WHAT IS ASKED -
Exactly as given, repeat all of the entries.

__________________________________________________

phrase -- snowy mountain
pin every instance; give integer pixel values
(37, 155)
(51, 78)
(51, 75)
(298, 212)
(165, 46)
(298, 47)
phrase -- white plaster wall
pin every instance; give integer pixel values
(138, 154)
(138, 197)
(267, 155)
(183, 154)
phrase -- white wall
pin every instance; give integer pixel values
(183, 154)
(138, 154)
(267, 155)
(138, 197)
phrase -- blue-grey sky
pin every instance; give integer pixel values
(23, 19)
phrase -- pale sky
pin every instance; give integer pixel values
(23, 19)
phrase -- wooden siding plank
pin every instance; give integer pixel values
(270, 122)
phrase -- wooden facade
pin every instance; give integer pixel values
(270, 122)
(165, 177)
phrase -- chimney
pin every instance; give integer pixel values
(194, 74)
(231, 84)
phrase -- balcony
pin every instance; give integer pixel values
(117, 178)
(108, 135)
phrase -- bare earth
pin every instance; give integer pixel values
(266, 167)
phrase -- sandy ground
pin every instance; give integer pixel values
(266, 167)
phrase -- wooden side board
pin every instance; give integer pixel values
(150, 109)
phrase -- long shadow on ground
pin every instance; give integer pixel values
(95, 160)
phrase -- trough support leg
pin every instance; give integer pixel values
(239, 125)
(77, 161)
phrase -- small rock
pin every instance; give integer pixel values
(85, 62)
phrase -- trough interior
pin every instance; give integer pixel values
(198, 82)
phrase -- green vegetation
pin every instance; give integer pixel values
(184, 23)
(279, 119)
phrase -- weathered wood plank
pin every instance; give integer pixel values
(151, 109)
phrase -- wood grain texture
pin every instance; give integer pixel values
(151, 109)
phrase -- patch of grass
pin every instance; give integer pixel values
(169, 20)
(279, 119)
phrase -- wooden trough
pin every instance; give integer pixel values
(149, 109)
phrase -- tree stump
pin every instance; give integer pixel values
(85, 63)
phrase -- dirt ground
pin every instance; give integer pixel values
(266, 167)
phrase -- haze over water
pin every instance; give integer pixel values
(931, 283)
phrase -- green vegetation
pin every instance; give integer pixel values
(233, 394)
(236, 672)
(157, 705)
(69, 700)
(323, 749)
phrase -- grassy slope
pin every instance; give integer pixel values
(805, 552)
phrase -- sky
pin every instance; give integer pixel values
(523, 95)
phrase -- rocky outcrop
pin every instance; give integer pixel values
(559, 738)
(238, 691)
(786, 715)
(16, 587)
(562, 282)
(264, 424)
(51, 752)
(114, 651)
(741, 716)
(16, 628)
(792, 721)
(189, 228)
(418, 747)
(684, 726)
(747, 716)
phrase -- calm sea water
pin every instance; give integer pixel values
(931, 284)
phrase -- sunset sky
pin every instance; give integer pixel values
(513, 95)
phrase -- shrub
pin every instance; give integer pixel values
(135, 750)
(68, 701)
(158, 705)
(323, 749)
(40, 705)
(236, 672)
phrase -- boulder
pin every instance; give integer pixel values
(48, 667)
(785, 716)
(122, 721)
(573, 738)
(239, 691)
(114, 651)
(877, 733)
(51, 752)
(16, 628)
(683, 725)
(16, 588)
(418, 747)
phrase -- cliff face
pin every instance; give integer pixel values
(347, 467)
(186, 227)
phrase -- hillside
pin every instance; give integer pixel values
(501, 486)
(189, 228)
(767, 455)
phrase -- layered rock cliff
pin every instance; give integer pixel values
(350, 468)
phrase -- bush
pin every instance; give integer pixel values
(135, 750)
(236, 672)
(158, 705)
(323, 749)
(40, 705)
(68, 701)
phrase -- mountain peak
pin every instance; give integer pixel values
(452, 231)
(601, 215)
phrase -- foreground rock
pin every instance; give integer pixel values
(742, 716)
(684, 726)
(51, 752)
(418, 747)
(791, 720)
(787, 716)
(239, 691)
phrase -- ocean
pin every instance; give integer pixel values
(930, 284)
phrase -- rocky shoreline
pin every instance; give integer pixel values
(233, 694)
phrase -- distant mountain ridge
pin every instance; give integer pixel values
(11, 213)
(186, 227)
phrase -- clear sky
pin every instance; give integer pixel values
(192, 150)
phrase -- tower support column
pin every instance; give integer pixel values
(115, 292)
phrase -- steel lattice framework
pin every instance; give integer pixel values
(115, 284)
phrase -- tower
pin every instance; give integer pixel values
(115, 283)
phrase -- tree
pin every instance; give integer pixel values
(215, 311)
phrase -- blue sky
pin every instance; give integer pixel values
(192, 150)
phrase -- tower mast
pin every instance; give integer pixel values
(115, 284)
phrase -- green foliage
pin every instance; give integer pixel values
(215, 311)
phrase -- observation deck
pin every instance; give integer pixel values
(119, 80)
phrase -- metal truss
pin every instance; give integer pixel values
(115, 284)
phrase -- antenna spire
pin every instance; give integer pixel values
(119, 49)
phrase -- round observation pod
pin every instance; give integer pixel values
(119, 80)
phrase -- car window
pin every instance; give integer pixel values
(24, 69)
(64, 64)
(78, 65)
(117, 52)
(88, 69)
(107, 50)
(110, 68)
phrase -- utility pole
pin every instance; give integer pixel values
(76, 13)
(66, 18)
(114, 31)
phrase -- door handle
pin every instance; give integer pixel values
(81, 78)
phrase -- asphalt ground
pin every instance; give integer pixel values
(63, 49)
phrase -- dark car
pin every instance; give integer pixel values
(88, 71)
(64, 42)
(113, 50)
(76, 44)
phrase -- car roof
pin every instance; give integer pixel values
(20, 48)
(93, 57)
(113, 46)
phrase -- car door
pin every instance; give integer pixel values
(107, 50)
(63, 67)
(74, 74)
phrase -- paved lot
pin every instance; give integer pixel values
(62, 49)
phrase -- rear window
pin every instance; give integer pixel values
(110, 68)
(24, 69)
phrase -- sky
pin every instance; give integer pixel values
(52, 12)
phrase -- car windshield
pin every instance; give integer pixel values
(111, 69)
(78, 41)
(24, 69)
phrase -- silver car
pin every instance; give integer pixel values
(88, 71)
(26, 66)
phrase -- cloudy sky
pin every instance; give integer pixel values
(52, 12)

__________________________________________________

SOLUTION TO THE EXERCISE -
phrase -- snowy mountain
pin every instance; give integer pixel values
(37, 155)
(51, 78)
(51, 75)
(298, 212)
(165, 46)
(298, 47)
phrase -- white plaster wall
pin every instance; give integer pixel values
(138, 154)
(138, 197)
(267, 155)
(183, 154)
phrase -- white wall
pin every instance; give integer pixel values
(183, 154)
(138, 154)
(267, 155)
(138, 197)
phrase -- blue-grey sky
pin every instance; give integer pixel values
(23, 19)
phrase -- pale sky
pin every instance; give integer pixel values
(23, 19)
phrase -- wooden siding plank
pin every instance; give integer pixel values
(270, 122)
phrase -- wooden facade
pin every instance; give integer pixel values
(270, 122)
(165, 177)
phrase -- chimney
pin every instance; give integer pixel values
(194, 74)
(231, 84)
phrase -- balcony
pin every instance; give integer pixel values
(117, 178)
(108, 135)
phrase -- bare earth
pin every instance; give integer pixel values
(266, 167)
phrase -- sandy ground
pin every instance; give integer pixel values
(266, 167)
phrase -- wooden side board
pin every instance; give integer pixel values
(150, 109)
phrase -- long shadow on ground
pin every instance; give integer pixel values
(95, 160)
phrase -- trough support leg
pin every instance; give integer pixel values
(239, 125)
(77, 161)
phrase -- small rock
pin every instance; give integer pixel values
(85, 62)
phrase -- trough interior
pin every instance; give integer pixel values
(198, 82)
phrase -- green vegetation
pin every instance; give integer pixel values
(184, 23)
(279, 119)
phrase -- weathered wood plank
pin every instance; give integer pixel values
(151, 109)
phrase -- wood grain texture
pin every instance; give integer pixel values
(151, 109)
phrase -- patch of grass
pin every instance; give integer pixel values
(169, 20)
(279, 119)
phrase -- wooden trough
pin every instance; give integer pixel values
(149, 109)
phrase -- tree stump
pin every instance; give integer pixel values
(85, 63)
phrase -- dirt ground
pin every instance; give integer pixel values
(266, 167)
phrase -- haze over water
pin every instance; give integer pixel values
(931, 283)
phrase -- green vegetation
pin every instance; give integer pixel values
(233, 394)
(236, 672)
(157, 705)
(69, 700)
(323, 749)
phrase -- grassy slope
pin every instance; give integer pixel values
(805, 552)
phrase -- sky
pin every instance; give integer pixel values
(523, 95)
phrase -- rocky outcrop
pin every instance; give integer pixel values
(559, 738)
(238, 691)
(786, 715)
(16, 587)
(562, 282)
(264, 424)
(51, 752)
(114, 651)
(741, 716)
(16, 628)
(792, 721)
(189, 228)
(418, 747)
(684, 726)
(747, 716)
phrase -- calm sea water
pin every instance; give integer pixel values
(931, 284)
phrase -- sunset sky
pin every instance; give integer pixel values
(513, 95)
phrase -- shrub
pin every instance; give integer pixel values
(135, 750)
(68, 701)
(158, 705)
(323, 749)
(40, 705)
(236, 672)
phrase -- boulder
pin every instance; give integer pixel values
(48, 667)
(785, 716)
(122, 721)
(573, 738)
(239, 691)
(114, 651)
(877, 733)
(51, 752)
(16, 628)
(683, 725)
(16, 588)
(418, 747)
phrase -- cliff face
pin every instance; give integer pixel values
(347, 467)
(186, 227)
phrase -- hillside
pin every instance; give integer pixel values
(501, 486)
(189, 228)
(767, 455)
phrase -- layered rock cliff
pin every instance; give integer pixel values
(350, 468)
phrase -- bush
pin every instance; give integer pixel values
(135, 750)
(236, 672)
(158, 705)
(323, 749)
(40, 705)
(68, 701)
phrase -- mountain peak
pin every instance; give integer pixel values
(452, 231)
(601, 215)
phrase -- foreground rock
pin every instance; give integer pixel values
(742, 716)
(684, 726)
(51, 752)
(418, 747)
(791, 720)
(787, 716)
(239, 691)
phrase -- ocean
pin every instance; give integer pixel values
(930, 284)
phrase -- rocky shoreline
pin every instance; give integer pixel values
(233, 694)
phrase -- distant mountain ridge
pin every instance; give integer pixel values
(11, 213)
(186, 227)
phrase -- clear sky
pin every instance; give integer pixel values
(192, 150)
phrase -- tower support column
pin every instance; give integer pixel values
(115, 292)
phrase -- steel lattice framework
pin every instance; give integer pixel values
(115, 284)
phrase -- tower
pin every instance; give integer pixel values
(115, 283)
phrase -- tree
pin every instance; give integer pixel values
(215, 311)
phrase -- blue sky
pin every instance; give integer pixel values
(192, 150)
phrase -- tower mast
pin every instance; give integer pixel values
(115, 284)
phrase -- green foliage
pin every instance; give integer pixel values
(215, 311)
phrase -- observation deck
pin every instance; give integer pixel values
(119, 80)
phrase -- metal truss
pin every instance; give integer pixel values
(115, 284)
phrase -- antenna spire
pin every instance; give integer pixel values
(119, 49)
phrase -- round observation pod
pin every instance; give integer pixel values
(119, 80)
phrase -- car window
pin every instance; give integer pixel values
(24, 69)
(64, 64)
(78, 65)
(117, 52)
(88, 69)
(107, 50)
(110, 68)
phrase -- utility pole
pin every instance; give integer pixel values
(76, 13)
(66, 18)
(114, 31)
phrase -- door handle
pin every instance; give integer pixel values
(81, 78)
phrase -- asphalt ground
pin every instance; give integer pixel values
(63, 49)
phrase -- dark car
pin every instance; give integer pixel values
(88, 71)
(64, 42)
(113, 50)
(76, 44)
phrase -- car roof
pin every instance; give integer pixel values
(20, 48)
(93, 57)
(113, 46)
phrase -- car door
pin every instance; give integer pixel values
(107, 50)
(63, 67)
(74, 74)
phrase -- paved lot
pin every instance; give integer pixel values
(62, 49)
phrase -- rear window
pin every instance; give integer pixel values
(110, 68)
(24, 69)
phrase -- sky
pin every instance; give integer pixel values
(52, 12)
phrase -- car windshield
pin every instance; give integer pixel values
(111, 69)
(78, 41)
(24, 69)
phrase -- silver car
pin every instance; give integer pixel values
(88, 71)
(26, 66)
phrase -- cloudy sky
pin every instance; give integer pixel values
(52, 12)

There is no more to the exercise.